*** Records provided Section Begins ***
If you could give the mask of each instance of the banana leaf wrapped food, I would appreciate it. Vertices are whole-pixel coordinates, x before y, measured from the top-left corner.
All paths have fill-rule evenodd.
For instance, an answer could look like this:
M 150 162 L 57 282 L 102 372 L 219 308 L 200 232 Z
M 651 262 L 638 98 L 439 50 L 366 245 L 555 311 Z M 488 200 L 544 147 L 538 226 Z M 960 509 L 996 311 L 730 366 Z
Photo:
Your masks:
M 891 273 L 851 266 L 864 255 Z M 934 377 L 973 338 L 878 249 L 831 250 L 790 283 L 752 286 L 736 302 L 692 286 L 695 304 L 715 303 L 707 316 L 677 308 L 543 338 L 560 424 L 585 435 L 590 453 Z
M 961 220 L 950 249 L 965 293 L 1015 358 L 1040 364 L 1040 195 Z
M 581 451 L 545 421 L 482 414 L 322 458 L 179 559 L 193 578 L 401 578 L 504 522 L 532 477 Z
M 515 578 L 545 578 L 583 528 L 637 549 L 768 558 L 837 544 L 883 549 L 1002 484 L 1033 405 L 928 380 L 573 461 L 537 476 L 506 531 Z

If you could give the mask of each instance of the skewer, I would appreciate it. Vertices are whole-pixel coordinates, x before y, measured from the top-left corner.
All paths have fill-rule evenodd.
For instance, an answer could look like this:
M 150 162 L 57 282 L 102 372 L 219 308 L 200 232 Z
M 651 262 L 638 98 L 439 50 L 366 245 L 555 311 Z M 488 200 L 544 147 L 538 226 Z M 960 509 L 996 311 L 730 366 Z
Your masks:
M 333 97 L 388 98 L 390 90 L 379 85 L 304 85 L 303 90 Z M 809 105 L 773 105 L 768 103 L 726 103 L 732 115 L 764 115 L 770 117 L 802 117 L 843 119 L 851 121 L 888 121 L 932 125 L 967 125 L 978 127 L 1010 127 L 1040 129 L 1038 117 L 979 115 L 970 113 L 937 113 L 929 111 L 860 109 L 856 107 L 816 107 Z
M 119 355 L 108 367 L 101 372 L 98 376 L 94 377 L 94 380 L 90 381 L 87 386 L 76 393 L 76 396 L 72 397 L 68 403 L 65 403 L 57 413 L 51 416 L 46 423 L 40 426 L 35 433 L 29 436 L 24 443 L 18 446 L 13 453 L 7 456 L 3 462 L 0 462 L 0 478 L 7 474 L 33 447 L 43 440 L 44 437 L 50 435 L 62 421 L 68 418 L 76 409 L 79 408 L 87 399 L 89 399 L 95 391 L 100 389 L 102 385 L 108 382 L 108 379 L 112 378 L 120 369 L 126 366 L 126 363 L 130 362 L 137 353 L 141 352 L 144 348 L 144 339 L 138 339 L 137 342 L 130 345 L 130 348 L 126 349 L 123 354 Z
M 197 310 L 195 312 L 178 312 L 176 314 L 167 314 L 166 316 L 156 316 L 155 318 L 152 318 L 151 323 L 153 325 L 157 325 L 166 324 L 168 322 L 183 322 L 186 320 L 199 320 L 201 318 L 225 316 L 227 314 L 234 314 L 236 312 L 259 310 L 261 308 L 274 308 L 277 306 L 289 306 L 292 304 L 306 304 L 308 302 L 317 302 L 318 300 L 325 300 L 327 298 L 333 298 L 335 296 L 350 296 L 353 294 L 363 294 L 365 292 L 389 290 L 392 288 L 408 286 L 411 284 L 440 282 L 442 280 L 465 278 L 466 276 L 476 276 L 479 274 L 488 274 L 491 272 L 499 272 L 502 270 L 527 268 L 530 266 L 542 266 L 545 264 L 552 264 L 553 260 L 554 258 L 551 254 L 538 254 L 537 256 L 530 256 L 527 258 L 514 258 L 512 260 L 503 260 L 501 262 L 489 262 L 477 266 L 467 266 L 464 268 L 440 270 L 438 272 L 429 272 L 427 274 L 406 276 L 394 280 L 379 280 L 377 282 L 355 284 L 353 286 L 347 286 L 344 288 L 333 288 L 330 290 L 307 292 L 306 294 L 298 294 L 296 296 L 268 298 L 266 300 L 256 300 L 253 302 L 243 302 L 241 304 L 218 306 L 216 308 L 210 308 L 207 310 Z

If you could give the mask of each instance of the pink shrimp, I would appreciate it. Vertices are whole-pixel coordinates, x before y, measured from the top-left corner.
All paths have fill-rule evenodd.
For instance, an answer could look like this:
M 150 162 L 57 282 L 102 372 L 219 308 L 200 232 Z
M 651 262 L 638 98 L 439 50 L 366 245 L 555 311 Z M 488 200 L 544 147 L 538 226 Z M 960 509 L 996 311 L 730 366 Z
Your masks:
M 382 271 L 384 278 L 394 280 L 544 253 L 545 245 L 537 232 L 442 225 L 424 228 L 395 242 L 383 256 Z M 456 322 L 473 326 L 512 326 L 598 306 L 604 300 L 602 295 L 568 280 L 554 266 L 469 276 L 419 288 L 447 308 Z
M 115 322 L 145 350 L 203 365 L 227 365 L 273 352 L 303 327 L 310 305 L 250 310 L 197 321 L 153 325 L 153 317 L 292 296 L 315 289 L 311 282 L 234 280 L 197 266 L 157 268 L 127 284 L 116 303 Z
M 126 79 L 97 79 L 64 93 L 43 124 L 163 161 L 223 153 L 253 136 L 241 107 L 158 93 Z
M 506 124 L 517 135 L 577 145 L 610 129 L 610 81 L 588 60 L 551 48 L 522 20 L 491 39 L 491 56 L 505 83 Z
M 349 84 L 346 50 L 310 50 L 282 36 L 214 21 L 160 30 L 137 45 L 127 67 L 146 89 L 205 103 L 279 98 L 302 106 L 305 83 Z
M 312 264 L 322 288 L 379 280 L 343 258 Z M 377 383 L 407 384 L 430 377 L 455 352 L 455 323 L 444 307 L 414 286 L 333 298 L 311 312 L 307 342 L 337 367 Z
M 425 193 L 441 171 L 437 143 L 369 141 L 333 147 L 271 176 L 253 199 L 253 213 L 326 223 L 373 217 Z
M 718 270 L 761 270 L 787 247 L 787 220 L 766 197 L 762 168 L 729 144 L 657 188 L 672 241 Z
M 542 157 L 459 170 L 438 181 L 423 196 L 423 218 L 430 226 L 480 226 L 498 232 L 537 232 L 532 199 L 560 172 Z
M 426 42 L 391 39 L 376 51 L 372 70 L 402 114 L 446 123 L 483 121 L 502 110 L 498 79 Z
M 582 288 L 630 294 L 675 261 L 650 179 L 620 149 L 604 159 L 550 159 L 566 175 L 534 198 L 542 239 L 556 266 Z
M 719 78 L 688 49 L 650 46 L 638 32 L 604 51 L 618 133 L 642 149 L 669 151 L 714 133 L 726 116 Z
*** Records provided Section Ends ***
- What to work on:
Pull every line containing the string "corner" out of the data above and copy it.

- Solved exercise:
If you could give the mask of each instance of the banana leaf wrapped food, I would appreciate it. Vertices are whole-pixel coordinates, x before y, measured from the top-left corner.
If you could give the mask of each instance of the skewer, I would appreciate it. Vertices are whole-pixel coordinates, x before y, measured from the top-left corner.
If you could give the mask of each instance of the pink shrimp, I would appreciate it. Vertices are whole-pixel coordinates, x before y, measured from the top-left corner.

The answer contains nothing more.